**ЗАДАНИЕ 1**
Преобразуй строки листинга от строки с "Exercise. For every instance of the stone" до строки с "<point>326,271</point>" включительно в таблицу Markdown со столбцами «№» и «Строка». Пустые строки в таблицу не включай.

**ФРАГМЕНТ ИСТОЧНИКА**
'''

Часто, конечно, Юрьеву, как и другим, приходилось очень круто. Когда понимаешь, что хочешь не хочешь, но приходится на девять десятых хранить старые традиции, знакомиться со старым искусством, потому что нового еще очень мало, когда знаешь, что этому новому с любовью и готовностью открываешь двери как можно шире, и когда вместе с тем неудачные авторы, неизвестно откуда выросшие, критики или люди, для которых театральные вопросы только одна десятая их внимания, но которые все–таки говорят с авторитетом эстетического протоиерея, — когда видишь, что все это обрушивается на тебя, хулит и насмехается, то, разумеется, у человека опускаются руки. Мы имеем тут сплошь самый настоящий пример беспардонного спецеедства и только, может быть, в последнее время, и то преодолевая чрезвычайное сопротивление, начинается некоторый поворот к большей снисходительности к «акам».
И снисходительность эта объясняется тем, что за это время, независимо ни от «аков», ни от критиков, немножко выросла революционная драматургия и дала кое–какую возможность реально, на деле, а не путем налетов, осуществить полевание крупных театров.
Я всегда в таких случаях поддерживал Юрьева. Зная его достаточно близко, я прекрасно понимал, что он чувствует себя глубоко уязвленным и оскорбленным, незаслуженно отвергаемым и поносимым.
Теперь, когда Советская власть провозгласила его народным артистом, некоторые из хуливших его поймут, что критическая трескотня, которая раздавалась вокруг него, большого впечатления на государственную власть как таковую не произвела.
Во всяком случае, честь и слава Юрьеву, что он сумел сохранить за бывш. Александрийским театром значение прекрасного по своим традициям и возможностям художественного инструмента, что он вместе с тем заботился и будет впредь заботиться о возможно большем проникновении в репертуар этого инструмента новых и свежих вещей, конечно, по своему художественному уровню подходящих для настоящего художественного театра.
Честь ему и слава, что он, несмотря на холодность и недоброжелательство, которые постоянно показывали ему слева, недоверие и порицание, на которые он порой натыкался справа, в среде более отставших товарищей, непоколебимо, трудолюбиво, талантливо и добросовестно вел свою правильную линию.
Несколько слов о Юрьеве–артисте.

'''

**ЗАДАНИЕ 2**
Продолжи текст о Юрьеве, начав сразу после его последней фразы.

**Листинг данных**
'''

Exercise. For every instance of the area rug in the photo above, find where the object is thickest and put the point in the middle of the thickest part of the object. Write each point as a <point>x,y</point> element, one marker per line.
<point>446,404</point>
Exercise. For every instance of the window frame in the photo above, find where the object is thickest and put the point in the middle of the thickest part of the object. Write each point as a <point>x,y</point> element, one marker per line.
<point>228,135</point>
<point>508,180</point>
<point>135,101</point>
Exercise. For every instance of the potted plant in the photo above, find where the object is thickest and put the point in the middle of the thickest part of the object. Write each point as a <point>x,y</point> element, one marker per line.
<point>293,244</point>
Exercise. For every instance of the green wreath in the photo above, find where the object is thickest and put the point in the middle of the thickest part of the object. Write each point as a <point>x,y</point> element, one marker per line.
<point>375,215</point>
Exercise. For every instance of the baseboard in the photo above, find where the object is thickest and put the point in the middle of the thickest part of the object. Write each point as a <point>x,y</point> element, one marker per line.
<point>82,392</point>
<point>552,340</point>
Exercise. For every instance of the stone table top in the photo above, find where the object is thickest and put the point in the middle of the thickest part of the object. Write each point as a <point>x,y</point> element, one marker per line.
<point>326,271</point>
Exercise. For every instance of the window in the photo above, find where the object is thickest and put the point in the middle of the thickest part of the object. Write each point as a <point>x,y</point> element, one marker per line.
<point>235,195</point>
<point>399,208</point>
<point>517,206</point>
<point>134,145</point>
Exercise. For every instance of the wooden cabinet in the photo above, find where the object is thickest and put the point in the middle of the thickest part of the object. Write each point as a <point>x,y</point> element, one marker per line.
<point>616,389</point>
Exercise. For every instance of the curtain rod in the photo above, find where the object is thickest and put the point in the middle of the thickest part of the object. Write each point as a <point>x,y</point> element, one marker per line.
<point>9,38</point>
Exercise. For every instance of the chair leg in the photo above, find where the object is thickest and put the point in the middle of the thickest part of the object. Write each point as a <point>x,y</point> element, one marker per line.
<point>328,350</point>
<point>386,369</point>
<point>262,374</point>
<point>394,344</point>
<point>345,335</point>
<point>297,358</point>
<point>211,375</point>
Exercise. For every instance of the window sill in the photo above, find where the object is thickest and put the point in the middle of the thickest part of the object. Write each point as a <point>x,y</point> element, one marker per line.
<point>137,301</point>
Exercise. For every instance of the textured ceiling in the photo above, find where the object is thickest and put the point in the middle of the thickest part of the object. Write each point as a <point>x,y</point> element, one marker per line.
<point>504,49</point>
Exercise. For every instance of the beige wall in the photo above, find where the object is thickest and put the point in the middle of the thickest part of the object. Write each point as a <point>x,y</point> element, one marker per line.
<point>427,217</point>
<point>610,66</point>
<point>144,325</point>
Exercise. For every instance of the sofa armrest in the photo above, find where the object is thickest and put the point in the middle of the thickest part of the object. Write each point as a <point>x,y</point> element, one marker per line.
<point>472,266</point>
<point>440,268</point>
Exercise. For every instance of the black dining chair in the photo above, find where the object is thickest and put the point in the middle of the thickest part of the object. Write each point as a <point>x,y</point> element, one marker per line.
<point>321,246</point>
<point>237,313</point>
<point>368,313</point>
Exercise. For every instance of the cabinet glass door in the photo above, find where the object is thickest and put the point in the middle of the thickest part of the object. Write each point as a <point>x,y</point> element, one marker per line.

'''

**РЕЗУЛЬТАТ 1**
| № | Строка |
|---|---|
| 1 | Exercise. For every instance of the stone table top in the photo above, find where the object is thickest and put the point in the middle of the thickest part of the object. Write each point as a <point>x,y</point> element, one marker per line. |
| 2 | <point>326,271</point> |

**РЕЗУЛЬТАТ 2**
Я видел его во многих ролях и всегда удивлялся классической четкости и полной изысканности рисунка этих ролей. Но особенно поразил меня Юрьев в «Маскараде».4
В московские гастроли Юрьев дал «Маскарад» в несчетном количестве раз, вечер за вечером, часто даже по два раза в день. Роль колоссальная: сыграв ее один раз, можно чувствовать себя надорванным на несколько дней. Только благодаря огромной актерской выдержке, огромной технике осуществляется эта возможность нести такую крупнейшую роль вновь и вновь, всегда свежо и неутомимо.
Но помимо того, что он был tour de force* актерской выносливости, надо прибавить, что немножко холодноватый в других ролях Юрьев роль Арбенина играет с надрывом, не с тем некоторым классическим декламационным велеречием, которое слывет за сценический пафос, а с настоящей внутренней болью, даже с переходами от присущей «Маскараду» романтики куда–то в сторону гораздо более поздней «достоевщины».
* Здесь — пределом
(франц.).
Это был образ, вычеканенный с огромным мастерством. И я не знаю, найдется ли во всей нашей стране человек, который мог бы исполнить его с таким соединением внутренних чувств, подлинной человечности и необыкновенной сценической эффектности.
Юрию Михайловичу не так уж мало лет, но он необыкновенно сохранил свои силы.5 Это тоже большое искусство, для этого нужно настоящее мастерство — уметь так много давать и все–таки не грабить себя. Поэтому мы ждем от него еще очень много новых достижений. Семья народных артистов нашей Республики пополнилась достойным сочленом.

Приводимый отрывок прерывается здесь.